» **Stored records**:
◆ ◆ ◆ ◆ ◆
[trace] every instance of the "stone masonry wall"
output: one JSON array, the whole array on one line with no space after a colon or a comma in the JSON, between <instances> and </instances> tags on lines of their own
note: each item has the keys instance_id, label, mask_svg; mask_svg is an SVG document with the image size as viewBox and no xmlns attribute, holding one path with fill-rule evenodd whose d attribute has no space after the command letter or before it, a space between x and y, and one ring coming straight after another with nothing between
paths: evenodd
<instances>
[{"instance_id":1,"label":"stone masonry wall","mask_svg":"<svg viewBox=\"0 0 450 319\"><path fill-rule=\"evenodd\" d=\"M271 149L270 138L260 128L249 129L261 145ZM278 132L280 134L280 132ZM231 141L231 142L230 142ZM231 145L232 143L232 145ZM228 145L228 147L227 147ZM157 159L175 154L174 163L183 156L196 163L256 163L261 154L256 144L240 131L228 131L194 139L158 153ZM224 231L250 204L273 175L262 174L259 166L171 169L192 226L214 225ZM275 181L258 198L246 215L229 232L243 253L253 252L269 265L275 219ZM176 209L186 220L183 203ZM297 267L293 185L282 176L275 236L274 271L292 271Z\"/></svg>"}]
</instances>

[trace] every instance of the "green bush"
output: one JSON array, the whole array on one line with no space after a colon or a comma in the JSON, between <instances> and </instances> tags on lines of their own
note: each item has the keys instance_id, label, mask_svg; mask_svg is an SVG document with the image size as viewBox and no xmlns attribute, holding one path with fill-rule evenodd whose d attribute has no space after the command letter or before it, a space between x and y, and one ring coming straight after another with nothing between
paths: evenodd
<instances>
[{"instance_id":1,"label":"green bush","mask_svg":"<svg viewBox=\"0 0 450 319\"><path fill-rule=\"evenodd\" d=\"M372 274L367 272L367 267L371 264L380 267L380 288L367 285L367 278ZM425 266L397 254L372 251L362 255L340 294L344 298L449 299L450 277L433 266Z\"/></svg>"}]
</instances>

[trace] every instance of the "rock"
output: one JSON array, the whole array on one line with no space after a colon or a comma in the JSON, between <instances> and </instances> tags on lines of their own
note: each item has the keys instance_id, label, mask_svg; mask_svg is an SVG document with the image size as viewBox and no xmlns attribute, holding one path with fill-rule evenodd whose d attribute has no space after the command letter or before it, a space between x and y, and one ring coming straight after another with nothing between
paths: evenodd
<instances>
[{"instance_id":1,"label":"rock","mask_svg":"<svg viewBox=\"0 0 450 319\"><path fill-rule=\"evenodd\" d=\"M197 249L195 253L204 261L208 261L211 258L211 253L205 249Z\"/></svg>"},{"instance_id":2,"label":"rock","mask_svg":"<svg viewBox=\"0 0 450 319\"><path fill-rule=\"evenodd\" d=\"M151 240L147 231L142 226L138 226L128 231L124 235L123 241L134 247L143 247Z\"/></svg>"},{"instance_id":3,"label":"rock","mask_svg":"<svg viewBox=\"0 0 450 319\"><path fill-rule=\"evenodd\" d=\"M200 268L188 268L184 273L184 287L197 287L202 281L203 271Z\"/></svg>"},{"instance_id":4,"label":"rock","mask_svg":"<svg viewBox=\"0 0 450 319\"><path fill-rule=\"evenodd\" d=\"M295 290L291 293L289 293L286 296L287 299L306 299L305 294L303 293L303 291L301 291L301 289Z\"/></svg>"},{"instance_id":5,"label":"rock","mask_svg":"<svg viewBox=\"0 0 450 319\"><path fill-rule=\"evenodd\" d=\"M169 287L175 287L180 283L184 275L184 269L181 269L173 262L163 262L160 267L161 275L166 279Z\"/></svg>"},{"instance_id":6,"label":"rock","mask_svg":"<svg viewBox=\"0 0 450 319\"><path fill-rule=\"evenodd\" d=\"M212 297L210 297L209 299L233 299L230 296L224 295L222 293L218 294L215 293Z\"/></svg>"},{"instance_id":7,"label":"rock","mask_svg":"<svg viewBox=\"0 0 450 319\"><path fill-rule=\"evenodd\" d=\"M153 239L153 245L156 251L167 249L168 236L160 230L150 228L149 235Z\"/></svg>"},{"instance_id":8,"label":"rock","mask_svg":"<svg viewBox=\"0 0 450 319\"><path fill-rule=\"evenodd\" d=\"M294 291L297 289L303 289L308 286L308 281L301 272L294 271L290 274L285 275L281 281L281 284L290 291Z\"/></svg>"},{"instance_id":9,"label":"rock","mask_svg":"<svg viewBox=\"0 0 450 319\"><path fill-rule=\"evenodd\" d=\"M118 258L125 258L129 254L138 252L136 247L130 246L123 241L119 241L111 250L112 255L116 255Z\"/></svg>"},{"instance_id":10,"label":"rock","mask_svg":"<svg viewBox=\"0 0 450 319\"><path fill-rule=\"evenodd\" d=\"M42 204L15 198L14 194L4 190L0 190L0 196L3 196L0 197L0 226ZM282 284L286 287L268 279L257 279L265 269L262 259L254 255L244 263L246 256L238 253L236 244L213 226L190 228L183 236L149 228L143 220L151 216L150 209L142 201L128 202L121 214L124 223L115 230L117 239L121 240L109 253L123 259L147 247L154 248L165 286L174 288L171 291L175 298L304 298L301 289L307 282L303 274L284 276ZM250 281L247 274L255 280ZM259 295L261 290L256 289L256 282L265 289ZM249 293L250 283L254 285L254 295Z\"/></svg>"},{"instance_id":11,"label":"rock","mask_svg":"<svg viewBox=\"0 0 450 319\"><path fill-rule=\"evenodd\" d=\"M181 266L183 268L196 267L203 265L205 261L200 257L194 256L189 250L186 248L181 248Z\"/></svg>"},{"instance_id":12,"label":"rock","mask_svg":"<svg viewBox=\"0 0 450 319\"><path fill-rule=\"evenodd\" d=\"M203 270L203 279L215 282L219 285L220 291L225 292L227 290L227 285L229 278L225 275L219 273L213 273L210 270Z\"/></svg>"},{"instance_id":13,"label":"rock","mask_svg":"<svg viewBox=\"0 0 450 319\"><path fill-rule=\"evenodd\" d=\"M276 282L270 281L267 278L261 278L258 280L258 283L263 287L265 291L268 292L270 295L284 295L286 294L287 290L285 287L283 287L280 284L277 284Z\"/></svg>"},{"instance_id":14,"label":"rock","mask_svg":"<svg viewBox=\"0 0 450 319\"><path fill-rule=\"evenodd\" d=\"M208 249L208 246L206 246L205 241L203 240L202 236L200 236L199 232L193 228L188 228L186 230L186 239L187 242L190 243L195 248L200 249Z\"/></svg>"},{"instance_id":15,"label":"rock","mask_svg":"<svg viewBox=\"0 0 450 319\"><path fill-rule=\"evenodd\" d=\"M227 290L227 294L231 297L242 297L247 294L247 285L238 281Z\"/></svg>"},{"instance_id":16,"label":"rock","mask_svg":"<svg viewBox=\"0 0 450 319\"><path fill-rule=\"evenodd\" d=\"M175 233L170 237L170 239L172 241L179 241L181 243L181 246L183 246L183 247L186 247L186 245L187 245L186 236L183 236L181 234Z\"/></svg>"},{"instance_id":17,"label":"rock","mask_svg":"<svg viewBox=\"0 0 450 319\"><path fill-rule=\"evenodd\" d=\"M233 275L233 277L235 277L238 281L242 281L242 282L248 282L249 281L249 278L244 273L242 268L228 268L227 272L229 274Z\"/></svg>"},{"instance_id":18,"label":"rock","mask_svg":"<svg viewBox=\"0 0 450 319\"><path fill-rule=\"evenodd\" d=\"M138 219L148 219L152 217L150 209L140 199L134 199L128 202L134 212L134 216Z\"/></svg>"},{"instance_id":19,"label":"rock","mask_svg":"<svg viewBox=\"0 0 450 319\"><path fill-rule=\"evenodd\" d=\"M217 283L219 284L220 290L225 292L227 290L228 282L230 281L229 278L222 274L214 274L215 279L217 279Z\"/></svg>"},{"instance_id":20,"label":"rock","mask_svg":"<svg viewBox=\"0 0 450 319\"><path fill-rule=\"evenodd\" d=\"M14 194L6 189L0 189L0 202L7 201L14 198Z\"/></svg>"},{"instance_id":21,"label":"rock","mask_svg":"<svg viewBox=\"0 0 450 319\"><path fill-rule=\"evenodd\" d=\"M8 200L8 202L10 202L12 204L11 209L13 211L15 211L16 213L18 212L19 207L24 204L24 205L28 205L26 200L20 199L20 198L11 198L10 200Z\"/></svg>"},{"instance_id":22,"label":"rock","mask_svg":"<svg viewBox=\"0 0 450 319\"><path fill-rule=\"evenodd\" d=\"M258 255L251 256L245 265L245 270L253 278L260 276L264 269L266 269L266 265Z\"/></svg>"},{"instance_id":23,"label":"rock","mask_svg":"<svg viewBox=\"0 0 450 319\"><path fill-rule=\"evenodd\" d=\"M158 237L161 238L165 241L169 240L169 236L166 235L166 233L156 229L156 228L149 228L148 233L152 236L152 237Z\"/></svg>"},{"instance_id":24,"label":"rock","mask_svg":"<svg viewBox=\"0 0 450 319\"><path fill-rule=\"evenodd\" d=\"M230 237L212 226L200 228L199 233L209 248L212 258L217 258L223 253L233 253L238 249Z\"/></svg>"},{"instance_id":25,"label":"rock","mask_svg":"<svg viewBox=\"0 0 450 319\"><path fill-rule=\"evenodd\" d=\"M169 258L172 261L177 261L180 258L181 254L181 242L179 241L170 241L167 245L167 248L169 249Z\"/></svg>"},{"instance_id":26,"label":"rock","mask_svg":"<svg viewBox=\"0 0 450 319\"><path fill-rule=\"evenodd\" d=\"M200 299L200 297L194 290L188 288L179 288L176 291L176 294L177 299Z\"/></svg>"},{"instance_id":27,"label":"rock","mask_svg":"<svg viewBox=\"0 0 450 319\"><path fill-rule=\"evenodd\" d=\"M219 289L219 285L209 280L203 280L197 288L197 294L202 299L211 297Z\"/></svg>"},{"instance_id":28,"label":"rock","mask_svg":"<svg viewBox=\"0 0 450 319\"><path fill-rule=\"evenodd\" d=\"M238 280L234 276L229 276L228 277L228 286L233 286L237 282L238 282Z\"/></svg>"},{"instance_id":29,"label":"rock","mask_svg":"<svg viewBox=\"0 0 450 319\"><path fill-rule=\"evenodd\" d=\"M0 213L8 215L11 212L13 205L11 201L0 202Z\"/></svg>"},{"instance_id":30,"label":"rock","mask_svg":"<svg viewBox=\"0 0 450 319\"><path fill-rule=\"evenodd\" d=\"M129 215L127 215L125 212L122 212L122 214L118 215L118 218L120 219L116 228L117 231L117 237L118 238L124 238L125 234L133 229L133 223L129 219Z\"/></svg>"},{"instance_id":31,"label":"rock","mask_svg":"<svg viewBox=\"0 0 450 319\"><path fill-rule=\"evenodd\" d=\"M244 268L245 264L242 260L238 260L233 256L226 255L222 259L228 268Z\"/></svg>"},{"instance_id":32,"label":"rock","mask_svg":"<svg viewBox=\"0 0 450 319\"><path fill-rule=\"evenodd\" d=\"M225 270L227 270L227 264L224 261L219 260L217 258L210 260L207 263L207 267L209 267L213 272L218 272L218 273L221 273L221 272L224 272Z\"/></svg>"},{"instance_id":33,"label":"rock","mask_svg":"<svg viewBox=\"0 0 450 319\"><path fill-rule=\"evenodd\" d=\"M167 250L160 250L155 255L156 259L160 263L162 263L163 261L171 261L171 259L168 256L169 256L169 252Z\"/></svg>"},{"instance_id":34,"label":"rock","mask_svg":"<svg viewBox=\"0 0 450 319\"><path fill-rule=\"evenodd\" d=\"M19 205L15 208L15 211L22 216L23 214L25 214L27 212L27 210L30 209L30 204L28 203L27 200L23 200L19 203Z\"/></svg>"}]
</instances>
◆ ◆ ◆ ◆ ◆
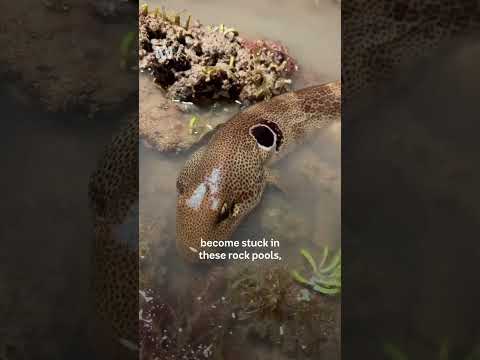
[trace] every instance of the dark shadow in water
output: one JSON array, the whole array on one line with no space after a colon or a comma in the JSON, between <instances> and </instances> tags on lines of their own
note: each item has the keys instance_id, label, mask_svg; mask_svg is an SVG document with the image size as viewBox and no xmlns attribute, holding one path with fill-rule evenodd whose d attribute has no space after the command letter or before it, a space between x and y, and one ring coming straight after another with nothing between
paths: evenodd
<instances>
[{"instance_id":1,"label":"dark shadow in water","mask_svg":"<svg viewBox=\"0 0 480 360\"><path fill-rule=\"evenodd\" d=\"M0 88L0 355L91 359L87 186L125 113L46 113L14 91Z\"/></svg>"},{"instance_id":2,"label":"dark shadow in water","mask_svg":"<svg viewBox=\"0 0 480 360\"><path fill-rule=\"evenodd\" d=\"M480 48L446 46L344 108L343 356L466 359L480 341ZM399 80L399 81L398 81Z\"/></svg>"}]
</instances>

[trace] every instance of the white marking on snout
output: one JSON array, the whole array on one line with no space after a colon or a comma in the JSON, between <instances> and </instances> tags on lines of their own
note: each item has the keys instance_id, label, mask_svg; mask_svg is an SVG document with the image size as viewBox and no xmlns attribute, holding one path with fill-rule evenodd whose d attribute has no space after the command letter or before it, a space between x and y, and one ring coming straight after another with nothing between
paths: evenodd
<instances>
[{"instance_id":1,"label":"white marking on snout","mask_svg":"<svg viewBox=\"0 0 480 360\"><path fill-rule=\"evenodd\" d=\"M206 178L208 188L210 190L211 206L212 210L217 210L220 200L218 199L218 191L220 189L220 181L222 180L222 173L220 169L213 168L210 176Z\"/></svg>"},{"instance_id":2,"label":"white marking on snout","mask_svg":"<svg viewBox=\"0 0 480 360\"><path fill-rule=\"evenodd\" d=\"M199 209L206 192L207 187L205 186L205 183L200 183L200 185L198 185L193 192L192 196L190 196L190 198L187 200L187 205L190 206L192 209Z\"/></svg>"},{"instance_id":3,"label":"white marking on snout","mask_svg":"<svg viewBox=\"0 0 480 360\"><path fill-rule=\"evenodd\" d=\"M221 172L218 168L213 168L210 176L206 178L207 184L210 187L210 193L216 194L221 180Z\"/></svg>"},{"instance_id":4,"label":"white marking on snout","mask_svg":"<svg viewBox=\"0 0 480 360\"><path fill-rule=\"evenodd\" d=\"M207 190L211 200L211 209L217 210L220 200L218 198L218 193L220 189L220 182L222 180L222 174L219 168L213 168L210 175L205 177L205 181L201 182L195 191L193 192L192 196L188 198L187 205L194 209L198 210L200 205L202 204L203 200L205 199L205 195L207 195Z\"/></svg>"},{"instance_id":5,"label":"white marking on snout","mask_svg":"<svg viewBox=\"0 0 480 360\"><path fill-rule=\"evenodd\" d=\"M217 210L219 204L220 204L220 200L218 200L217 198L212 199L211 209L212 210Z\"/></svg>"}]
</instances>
◆ ◆ ◆ ◆ ◆
» **TASK DESCRIPTION**: If a line in the data above holds the string "every", copy it.

» **RESPONSE TO THE EXERCISE**:
[trace] every instance of the "stone masonry wall"
[trace] every instance of the "green bush"
[trace] every instance of the "rock"
[trace] every instance of the dark shadow in water
[trace] every instance of the white marking on snout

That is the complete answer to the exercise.